Detalhes da tarefa — No texto sobre a morte de crianças, que idades tinham as duas meninas mortas durante a ação da polícia?

Texto do documento —
Começou a tremer. Tentou dizer à mãe que sentia frio, mas não lhe saíam palavras. Parecia que ela o embalava no colo e o levava para dormir no colchão. Onde estava a bola? Queria pegá-la, mas faltava-lhe força. Abriu a mão, o lápis de cor caiu na terra. Ouviu outro estampido, remoto. Depois, o zunir do vento, desfolhando as páginas brancas de seu caderno, tingidas do mais vivo vermelho. (p. 18).
A perseguição e morte de crianças continua, não está apenas nos relatos bíblicos, ou na literatura marginal, está nas manchetes dos jornais e nas ruas das periferias. Com um tiro na cabeça e outro no abdômen duas meninas, de 4 e 7 anos, tiveram suas vidas ceifadas durante uma ação da polícia nesse mês natalino (cf. Santos & Tufani, 2020). Pelas ruelas em que, para muitos, as vidas não importam, a opressão de um sistema injusto que protege os verdadeiros carrascos dilacera famílias pobres e suas crianças. Elas são imoladas em sacrifício ao deus da morte, um deus branco, hétero, rico, machista, racista e cruel escondido em discursos meritocráticos, individualistas e de prosperidade. Que chance teria o Deus menino nesse contexto?
A teologia da libertação fala em baixar da cruz os crucificados e a ver no rosto das pessoas sofredoras o rosto de Jesus (cf. Sobrino, 1994). Como não enxergar o Deus criança nos corpos assassinados de tantos meninos e meninas cujas vidas não valem nada para muitas famílias tradicionais cristãs brasileiras? Assim como o sangue de Abel, assassinado por seu irmão Caim, o sangue delas também grita da terra (cf. Gn 4,10) e coloca em xeque nossa ética e política. Onde está o enfrentamento a essas injustiças? Onde estão as igrejas diante da cruz carregada por essas crianças? Há quem celebre o Natal e ignora que Deus se faz criança, a cada dia, nesses mais pequeninos (cf. Mt 10,41-42) e que das crianças é o reino dos céus (cf. Mt 19,14).

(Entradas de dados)
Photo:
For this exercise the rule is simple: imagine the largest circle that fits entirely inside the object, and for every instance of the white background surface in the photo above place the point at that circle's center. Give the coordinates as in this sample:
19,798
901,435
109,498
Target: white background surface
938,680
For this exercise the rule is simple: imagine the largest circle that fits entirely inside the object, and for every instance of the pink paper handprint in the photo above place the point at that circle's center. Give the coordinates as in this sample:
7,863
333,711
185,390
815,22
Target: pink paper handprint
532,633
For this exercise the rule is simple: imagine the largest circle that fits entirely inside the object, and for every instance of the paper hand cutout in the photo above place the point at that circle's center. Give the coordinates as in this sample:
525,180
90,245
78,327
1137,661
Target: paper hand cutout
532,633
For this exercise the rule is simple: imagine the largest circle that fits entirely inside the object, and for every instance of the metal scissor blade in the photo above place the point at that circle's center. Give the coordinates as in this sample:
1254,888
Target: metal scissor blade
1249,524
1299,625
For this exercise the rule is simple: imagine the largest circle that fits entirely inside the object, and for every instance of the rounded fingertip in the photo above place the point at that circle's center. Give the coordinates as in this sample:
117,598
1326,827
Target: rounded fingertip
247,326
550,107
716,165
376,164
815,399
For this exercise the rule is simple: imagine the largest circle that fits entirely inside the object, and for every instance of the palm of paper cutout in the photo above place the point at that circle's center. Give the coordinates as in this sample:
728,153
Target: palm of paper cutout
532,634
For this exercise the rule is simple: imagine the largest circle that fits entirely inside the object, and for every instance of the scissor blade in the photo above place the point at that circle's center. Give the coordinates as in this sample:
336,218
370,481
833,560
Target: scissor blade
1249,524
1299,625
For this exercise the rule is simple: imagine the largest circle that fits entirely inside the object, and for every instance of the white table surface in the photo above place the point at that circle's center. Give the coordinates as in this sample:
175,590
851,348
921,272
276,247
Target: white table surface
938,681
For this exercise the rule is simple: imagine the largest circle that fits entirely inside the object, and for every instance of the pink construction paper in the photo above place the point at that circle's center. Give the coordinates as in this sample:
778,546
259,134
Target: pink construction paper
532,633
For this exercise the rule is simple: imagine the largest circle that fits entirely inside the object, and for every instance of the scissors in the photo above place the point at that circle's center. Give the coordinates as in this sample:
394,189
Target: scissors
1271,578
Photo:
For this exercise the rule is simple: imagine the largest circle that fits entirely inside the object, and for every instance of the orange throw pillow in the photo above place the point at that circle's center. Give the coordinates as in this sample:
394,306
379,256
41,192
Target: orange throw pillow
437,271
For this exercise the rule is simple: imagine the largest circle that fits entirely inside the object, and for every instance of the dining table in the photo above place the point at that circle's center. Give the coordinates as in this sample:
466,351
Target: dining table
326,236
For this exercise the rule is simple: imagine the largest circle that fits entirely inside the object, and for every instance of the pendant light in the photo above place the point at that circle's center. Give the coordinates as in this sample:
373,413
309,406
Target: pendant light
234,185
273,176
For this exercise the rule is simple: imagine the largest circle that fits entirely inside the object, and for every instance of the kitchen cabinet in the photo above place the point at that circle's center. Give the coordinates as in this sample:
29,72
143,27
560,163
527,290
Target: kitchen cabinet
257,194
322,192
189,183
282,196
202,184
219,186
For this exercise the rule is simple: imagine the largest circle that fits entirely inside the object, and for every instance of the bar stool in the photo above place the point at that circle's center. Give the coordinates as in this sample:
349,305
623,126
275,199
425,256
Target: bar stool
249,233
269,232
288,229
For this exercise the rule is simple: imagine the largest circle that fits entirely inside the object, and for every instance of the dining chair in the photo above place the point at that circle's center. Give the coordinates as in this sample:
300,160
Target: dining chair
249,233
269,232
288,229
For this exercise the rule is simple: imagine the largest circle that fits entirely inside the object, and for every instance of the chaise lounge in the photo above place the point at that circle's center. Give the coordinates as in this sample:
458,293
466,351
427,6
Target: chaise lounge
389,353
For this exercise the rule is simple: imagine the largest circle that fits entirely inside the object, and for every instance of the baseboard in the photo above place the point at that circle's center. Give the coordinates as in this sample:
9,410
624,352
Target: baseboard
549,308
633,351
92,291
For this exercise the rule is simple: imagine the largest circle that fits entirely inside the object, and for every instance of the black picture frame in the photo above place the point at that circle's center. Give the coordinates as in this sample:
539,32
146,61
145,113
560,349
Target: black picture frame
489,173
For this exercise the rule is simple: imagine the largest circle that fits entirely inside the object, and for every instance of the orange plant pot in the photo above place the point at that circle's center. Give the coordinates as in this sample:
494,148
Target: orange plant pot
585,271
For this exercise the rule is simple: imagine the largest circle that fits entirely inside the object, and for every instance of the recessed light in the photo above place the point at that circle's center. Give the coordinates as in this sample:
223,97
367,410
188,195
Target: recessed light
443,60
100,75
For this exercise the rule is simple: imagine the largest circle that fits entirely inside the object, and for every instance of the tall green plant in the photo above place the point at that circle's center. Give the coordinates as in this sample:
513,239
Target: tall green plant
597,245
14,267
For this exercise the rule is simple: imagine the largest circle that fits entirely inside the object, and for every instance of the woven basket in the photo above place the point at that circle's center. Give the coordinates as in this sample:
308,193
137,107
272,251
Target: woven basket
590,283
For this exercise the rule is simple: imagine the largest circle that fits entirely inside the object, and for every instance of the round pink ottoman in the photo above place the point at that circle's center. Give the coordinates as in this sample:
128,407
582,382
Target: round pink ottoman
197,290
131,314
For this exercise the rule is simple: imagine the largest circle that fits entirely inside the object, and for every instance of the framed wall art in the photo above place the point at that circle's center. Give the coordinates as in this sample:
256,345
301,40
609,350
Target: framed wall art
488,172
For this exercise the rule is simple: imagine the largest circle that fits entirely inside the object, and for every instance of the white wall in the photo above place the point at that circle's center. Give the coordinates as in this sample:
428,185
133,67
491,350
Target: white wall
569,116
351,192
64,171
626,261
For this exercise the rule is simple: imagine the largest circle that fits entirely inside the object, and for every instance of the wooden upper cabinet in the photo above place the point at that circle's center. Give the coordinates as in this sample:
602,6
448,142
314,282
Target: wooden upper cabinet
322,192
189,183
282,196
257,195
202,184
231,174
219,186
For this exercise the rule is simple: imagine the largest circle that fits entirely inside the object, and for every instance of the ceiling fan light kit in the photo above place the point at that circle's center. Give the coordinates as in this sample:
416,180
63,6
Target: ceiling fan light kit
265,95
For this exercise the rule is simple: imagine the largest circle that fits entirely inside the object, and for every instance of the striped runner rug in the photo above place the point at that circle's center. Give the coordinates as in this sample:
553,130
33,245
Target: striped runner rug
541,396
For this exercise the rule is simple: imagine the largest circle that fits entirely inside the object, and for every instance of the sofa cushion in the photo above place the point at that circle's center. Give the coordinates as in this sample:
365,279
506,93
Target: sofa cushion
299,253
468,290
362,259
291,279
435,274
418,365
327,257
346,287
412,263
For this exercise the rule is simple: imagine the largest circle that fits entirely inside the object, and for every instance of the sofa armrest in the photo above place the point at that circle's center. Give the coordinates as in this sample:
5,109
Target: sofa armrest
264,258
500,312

Resultado correto — Tinham 4 e 7 anos.